> [Exercise details]
Transcribe the entries below exactly.

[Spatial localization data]
____
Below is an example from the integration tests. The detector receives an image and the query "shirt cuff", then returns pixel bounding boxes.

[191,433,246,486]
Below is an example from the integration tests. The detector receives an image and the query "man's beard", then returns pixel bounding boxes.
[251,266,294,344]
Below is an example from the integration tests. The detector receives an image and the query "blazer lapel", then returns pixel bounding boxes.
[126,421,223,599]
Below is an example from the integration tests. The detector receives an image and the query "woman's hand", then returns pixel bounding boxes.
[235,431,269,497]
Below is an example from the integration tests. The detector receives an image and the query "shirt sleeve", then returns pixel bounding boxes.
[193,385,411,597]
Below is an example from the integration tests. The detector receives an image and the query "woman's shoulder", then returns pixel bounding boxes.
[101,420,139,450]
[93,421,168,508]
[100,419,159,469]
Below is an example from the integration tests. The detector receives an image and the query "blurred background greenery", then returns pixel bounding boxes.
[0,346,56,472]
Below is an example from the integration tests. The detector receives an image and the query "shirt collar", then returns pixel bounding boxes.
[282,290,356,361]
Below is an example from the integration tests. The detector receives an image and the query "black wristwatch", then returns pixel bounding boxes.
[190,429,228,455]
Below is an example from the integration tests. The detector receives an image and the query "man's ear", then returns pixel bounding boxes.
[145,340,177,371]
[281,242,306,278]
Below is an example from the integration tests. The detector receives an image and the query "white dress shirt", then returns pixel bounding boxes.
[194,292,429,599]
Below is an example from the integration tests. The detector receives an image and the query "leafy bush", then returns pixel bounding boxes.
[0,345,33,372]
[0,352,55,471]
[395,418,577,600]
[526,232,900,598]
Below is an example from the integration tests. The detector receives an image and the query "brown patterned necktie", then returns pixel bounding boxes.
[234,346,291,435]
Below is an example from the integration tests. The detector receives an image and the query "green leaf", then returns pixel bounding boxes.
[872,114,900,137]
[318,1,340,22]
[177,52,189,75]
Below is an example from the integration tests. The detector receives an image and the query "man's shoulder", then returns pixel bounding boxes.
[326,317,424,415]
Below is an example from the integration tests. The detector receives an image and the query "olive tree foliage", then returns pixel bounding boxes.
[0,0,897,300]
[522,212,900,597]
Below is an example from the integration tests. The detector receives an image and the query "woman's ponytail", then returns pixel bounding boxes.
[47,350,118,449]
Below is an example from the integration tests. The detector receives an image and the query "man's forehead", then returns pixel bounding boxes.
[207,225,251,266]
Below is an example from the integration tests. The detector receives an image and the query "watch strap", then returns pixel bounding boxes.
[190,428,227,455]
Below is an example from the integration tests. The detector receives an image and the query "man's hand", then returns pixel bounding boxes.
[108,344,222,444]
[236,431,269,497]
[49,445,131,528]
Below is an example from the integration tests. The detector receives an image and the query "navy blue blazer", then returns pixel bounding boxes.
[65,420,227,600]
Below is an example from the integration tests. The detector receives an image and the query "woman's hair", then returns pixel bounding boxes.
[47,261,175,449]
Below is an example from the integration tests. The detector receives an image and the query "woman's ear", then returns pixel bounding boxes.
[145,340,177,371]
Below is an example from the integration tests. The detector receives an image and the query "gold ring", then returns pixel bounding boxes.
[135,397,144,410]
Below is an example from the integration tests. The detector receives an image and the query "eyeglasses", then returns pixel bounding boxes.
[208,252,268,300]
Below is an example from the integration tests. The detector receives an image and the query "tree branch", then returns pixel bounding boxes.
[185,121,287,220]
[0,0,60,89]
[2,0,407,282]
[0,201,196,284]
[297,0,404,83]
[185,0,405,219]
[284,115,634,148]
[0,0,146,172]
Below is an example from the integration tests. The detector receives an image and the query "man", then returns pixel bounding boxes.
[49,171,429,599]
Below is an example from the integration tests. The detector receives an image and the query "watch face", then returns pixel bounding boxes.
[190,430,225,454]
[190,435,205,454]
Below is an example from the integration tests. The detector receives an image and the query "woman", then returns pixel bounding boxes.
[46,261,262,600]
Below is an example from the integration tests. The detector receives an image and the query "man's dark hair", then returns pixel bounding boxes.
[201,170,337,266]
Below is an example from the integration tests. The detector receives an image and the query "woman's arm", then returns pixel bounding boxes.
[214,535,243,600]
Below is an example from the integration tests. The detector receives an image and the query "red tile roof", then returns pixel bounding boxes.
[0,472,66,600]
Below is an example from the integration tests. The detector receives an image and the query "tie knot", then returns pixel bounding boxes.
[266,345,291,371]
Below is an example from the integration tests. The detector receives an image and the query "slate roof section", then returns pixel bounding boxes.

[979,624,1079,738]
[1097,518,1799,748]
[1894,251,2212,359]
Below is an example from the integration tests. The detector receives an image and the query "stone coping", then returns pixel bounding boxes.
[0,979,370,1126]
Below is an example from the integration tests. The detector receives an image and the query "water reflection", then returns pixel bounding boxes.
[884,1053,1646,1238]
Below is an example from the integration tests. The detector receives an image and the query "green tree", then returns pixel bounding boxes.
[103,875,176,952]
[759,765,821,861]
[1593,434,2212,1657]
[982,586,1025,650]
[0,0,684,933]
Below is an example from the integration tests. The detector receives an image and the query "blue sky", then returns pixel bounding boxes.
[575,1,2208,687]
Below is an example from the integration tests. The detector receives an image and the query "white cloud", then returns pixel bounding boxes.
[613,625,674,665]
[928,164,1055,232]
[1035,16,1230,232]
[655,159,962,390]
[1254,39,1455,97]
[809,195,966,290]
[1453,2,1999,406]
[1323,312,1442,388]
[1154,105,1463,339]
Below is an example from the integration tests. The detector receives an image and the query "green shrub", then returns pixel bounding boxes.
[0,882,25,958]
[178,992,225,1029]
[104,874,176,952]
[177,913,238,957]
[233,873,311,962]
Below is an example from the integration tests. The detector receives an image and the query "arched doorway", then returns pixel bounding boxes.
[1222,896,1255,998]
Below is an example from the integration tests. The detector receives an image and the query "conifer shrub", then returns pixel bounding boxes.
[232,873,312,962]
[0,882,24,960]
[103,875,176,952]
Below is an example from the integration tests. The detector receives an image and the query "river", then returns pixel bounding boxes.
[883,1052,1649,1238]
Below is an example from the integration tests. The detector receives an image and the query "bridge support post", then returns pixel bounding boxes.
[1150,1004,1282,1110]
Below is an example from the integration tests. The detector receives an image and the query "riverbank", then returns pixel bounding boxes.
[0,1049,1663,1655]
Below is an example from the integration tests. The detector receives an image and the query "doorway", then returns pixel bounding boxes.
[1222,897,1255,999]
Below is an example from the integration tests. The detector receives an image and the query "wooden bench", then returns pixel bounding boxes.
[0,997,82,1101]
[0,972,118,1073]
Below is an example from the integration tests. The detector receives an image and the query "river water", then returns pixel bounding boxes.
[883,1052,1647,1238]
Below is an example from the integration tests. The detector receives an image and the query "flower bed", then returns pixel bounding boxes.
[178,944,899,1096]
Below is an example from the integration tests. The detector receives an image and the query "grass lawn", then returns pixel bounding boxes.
____
> [Answer area]
Below is an example from the integration tests. The detector receives an image and the query "shirt cuff", then returns pixel bounding boxes.

[191,433,246,486]
Below is an example from the integration tests. The detector receives an image and the query "man's beard", then returns pixel bounding boxes.
[251,266,294,344]
Below is an example from the integration tests. The detector receives an image and the query "blazer lapel", then returns pixel bounding boxes.
[126,421,223,599]
Below is an example from the integration tests. The detector receives an image and the query "woman's hand", then returns pixel bounding boxes.
[235,431,269,497]
Below is an example from the integration tests. The detector receives an image and the query "shirt sleeve", then returns pixel bounding boxes.
[193,385,411,597]
Below is an example from the integration tests. The detector receives an image and the query "woman's shoulder", then returns pixel bounding boxes.
[101,420,139,450]
[93,421,168,508]
[100,419,159,469]
Below is an example from the integration tests. The detector receives an image and the query "blurred background greenery", then returns pixel bounding boxes.
[0,346,56,472]
Below is an example from the integration tests. The detector receives an image and the query "shirt collar", then returns pixel bounding boxes.
[282,290,356,361]
Below is an example from the integration tests. The detector receives an image and the query "black wristwatch", then returns pixel bounding boxes.
[190,429,228,455]
Below is an example from the integration tests. The detector receives an image and the query "man's ear", then returns pixel bounding boxes.
[145,340,177,371]
[281,242,306,278]
Below is an example from the integration tests. The detector receives an image and the query "white dress shirt", then returns pixel bounding boxes.
[194,292,429,599]
Below is an example from the integration tests. The detector receives an image and the query "leafy bush", then returns pixel bounding boxes.
[0,345,33,372]
[0,352,55,471]
[395,418,577,600]
[526,232,900,598]
Below is an example from the integration tests. The detector receives an image and the query "brown patterned necktie", then returns pixel bounding boxes.
[234,346,291,435]
Below is an example from the integration tests. The detector receives an image and the query "green leaf", then returns pixel bounding boxes.
[872,114,900,137]
[318,1,340,22]
[177,52,189,75]
Below is an example from the integration tests. The detector receives an image and the query "man's shoulder", then returns pixel bounding boxes.
[326,317,424,415]
Below is an example from the integration tests. The detector receives an image and the query "olive tree foliage", then returns pixel bounding boxes.
[0,0,897,300]
[522,212,900,597]
Below is an example from the integration tests. The detector receives an image and the query "woman's ponytail", then returns pixel bounding boxes.
[47,350,118,449]
Below is an example from the integration tests. The detector receives an image and the query "man's forehead", then returns pixel bounding boxes.
[207,225,251,266]
Below is an example from the integration tests. The detector receives an image and the query "watch strap", then returns pixel bounding boxes.
[190,428,227,455]
Below is an example from the integration tests. The detector receives an image and the query "man's hand", then returns pixel bounding boxes.
[108,344,222,444]
[236,431,269,497]
[49,445,131,528]
Below is an example from the integration tests. The detector receives an image and the query "navy blue blazer", then returns pixel bounding boxes.
[65,420,227,600]
Below is an example from the integration tests. The detector receives an image and the query "woman's hair", then returns pixel bounding boxes.
[47,261,175,449]
Below is an example from the integration tests. The detector receives an image and the query "woman's ear", then returns pixel bounding boxes.
[145,340,177,371]
Below is an example from the integration tests. The detector receives an image and the query "gold ring", then returns pixel bounding boxes.
[135,397,144,410]
Below is an example from the integration tests. The detector receives an image and the query "eyeglasses", then returns pixel bounding boxes.
[208,252,268,300]
Below is an example from the integration tests. The detector receives an image and the query "tree branch", then returns pixel bounding boxes.
[185,121,287,220]
[0,0,60,89]
[2,0,407,282]
[0,201,196,284]
[297,0,404,83]
[185,0,405,219]
[284,115,634,148]
[0,0,146,172]
Below is an example from the integration tests. The detector receives an image and the query "man", then returns pixel bounding boxes.
[49,171,429,599]
Below is an example from the integration tests. The detector receives an image and the query "watch face", then returns pixel bounding boxes.
[190,430,225,454]
[190,435,205,454]
Below is an example from the integration tests. The detector receives an image and the query "woman", then returns pixel bounding boxes.
[46,261,262,600]
Below is an example from the integration tests. The detector receives an image and the query "man's dark hair", then returns pixel bounding boxes.
[201,170,337,266]
Below is an example from the integration tests. The detector receives an image and the query "woman's arm", then returns pixel bounding boxes.
[214,535,243,600]
Below is an example from the integration tests. The detector receives an image and the query "red tile roof", then returns pixel bounding boxes.
[0,472,66,600]
Below is an example from the integration tests. The detector receives an image and the query "tie knot", then returns pixel bounding boxes.
[266,345,291,371]
Below is an example from the integration tests. The detector receives an image and the query "slate roof section", then returns pixel bounding boxes.

[979,624,1079,738]
[1097,518,1799,748]
[1894,251,2212,359]
Below is an example from the integration tests. The detector receives an image and the query "stone coping", then returns pixel bounding boxes.
[0,979,370,1126]
Below is an example from the integration tests. The detector receives an image and the query "water reflection", then returns pixel bounding boxes.
[884,1053,1646,1238]
Below is an example from the integration tests. The detector receives an image and the query "green tree", then returns pixel bounding boxes.
[103,875,176,952]
[759,765,821,861]
[1593,434,2212,1657]
[982,586,1025,650]
[0,0,684,933]
Below is an example from the integration tests. The detector receives an image and the query "blue sky", then returns pixel bounding boxes.
[575,1,2208,687]
Below is an example from the integration tests. The detector receives an image and the query "white cloud", then returns pixel bounding boxes.
[613,625,674,665]
[928,164,1055,232]
[1035,16,1230,232]
[655,159,962,390]
[1254,39,1455,97]
[809,195,966,290]
[1453,2,1999,406]
[1323,312,1442,388]
[1154,105,1463,339]
Below is an example from the integration tests. The detector receives an image and the query "green shrub", then returns pixel bounding boxes.
[0,882,25,958]
[178,992,225,1029]
[104,874,176,952]
[177,913,238,957]
[233,873,311,962]
Below is an example from the integration tests. The detector receives an image and the query "arched doorway", then returns pixel bounding boxes.
[1222,896,1255,998]
Below is an example from the integration tests. The detector receives an image and the query "conifer shrub", then returns pixel bounding boxes.
[232,873,312,962]
[0,882,24,960]
[103,875,176,952]
Below is an example from the integration tests. The detector receives an image and the query "river", then returns pixel bounding boxes.
[883,1052,1649,1238]
Below is an example from the integration tests. The detector receives an image and the query "bridge support post", then returns pixel bounding boxes.
[1150,1004,1282,1110]
Below is an example from the integration tests. The detector receives an image and the query "riverbank", then returns pixel bounding boxes.
[0,1049,1663,1655]
Below is an example from the integration tests. The detector receives an image and the query "doorway", then returns pixel bounding boxes.
[1222,897,1255,999]
Below is an example from the integration tests. The detector receives an image and the query "wooden bench", then returns pixel bounding boxes.
[0,997,82,1101]
[0,972,118,1073]
Below is an example from the integration tests. The detector receives an image and the query "river water", then returns pixel bounding boxes.
[883,1052,1647,1238]
Below is an example from the integration tests. The detector receives an image and the query "flower bed", then returns pixel bounding boxes.
[178,944,899,1096]
Below is an example from the integration tests. The detector receives an image and the query "grass lawn", then returns pixel bounding boxes.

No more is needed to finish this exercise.